◆ QUOTED TEXT:
# Best Place to Post Scores and Parts



## Paul T McGraw (Apr 16, 2016)

I would like to post scores and parts online so that if any musicians are interested in performing my work, they can be accessed. Any advice on the best place to post scores and parts?

I use Sibelius. I could post Sibelius files or PDF. Sibelius Scorch is a possibility.

I am 63 and I would like to post some of my music in a way that might survive once I am gone. Also I am about to start putting up some YouTube videos of some of my pieces, and I would like to direct any actual players to a site where they can get scores and parts.

I am strictly and amateur, with no dream of one day making money from my music. So I am willing to give it away. I will put a notice on each score that I am donating it to Public Domain.

So thoughts, ideas? I wonder if I could donate music to IMSLP? That will probably be around as long as there is an internet. Also I am thinking Scorch. Thoughts?


----------



## JohnG (Apr 16, 2016)

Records
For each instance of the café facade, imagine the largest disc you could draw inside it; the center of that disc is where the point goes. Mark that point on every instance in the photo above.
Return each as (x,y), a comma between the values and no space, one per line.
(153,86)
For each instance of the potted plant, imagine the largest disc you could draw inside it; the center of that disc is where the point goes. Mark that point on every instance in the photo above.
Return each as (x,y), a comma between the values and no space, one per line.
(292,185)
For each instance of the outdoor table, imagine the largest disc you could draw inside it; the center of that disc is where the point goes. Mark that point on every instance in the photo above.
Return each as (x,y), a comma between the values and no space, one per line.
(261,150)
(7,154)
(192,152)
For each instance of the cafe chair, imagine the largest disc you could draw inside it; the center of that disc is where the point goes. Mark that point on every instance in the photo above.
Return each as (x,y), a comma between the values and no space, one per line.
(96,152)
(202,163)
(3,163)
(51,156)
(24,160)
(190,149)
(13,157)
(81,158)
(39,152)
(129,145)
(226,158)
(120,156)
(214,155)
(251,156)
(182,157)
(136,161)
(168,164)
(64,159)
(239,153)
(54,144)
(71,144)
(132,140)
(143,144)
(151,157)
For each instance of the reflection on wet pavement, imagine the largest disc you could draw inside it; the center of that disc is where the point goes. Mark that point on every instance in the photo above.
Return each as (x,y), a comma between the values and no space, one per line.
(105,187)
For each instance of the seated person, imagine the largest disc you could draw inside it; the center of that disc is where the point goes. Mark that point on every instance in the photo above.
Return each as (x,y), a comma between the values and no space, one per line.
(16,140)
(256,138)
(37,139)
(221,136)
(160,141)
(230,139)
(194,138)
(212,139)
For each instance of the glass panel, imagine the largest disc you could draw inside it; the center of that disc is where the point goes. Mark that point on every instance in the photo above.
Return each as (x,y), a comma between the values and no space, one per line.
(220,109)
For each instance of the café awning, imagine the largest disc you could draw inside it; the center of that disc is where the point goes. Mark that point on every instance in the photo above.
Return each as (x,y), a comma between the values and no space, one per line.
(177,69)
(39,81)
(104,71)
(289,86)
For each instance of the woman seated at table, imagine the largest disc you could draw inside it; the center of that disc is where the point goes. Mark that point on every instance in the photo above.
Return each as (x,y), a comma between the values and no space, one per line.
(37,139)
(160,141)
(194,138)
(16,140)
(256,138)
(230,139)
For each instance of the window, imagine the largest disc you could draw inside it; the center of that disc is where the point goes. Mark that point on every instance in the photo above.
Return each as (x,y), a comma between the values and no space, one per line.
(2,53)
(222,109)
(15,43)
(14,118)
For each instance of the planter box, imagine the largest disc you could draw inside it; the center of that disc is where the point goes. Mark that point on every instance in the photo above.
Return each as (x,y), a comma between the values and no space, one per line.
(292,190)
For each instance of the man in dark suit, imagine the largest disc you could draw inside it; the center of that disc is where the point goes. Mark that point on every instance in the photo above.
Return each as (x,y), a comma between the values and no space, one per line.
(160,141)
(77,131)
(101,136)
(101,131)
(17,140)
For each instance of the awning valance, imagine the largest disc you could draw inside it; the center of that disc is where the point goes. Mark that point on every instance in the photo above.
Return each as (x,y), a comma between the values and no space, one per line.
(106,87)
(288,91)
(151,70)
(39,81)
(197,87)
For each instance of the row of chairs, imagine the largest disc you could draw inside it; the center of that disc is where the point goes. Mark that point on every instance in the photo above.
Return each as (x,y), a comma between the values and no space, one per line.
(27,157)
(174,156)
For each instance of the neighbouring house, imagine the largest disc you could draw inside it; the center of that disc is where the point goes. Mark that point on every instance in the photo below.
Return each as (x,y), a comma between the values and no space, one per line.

◆ CHALLENGE 1:
In the forum thread about posting scores and parts, list each option that Paul T McGraw names as a possible way or place to share his scores and parts.
◆ CHALLENGE 2:
Write the next part of the forum thread about posting scores and parts, following on from its last line.
You will not need the records.

◆ TASK OUTPUT 1:
Sibelius files, PDF, Sibelius Scorch, IMSLP

◆ TASK OUTPUT 2:
Hi Paul,

I understand your motivation. However, it's not "all or nothing." You can make your work available to play with only a one dollar (or one pound / euro) fee -- something nominal -- without going whole hog and giving away the copyright. Otherwise, you write something brilliant, someone hears it in church or at a concert, and bam -- it's in a film with nothing for you or your children or your favourite charity.

So, while I applaud and accept your intentions, there is nothing wrong with taking an approach that does not fully surrender any potential commercial benefit, whether for you or your heirs/ former college / housemaid -- you name it.


----------



## Rodney Money (Apr 16, 2016)

I gotcha my man. Here is the best place for published scores that performers always go to: Jwpepper.com. We performers were going to Jwpepper before the interwebs, lol.


----------



## Paul T McGraw (Apr 16, 2016)

Rodney Money said:


> I gotcha my man. Here is the best place for published scores that performers always go to: Jwpepper.com. We performers were going to Jwpepper before the interwebs, lol.



Good idea. I hadn't even thought of JW Pepper.


----------



## Paul T McGraw (Apr 16, 2016)

JohnG said:


> Hi Paul,
> 
> I understand your motivation. However, it's not "all or nothing." You can make your work available to play with only a one dollar (or one pound / euro) fee -- something nominal -- without going whole hog and giving away the copyright. Otherwise, you write something brilliant, someone hears it in church or at a concert, and bam -- it's in a film with nothing for you or your children or your favorite charity.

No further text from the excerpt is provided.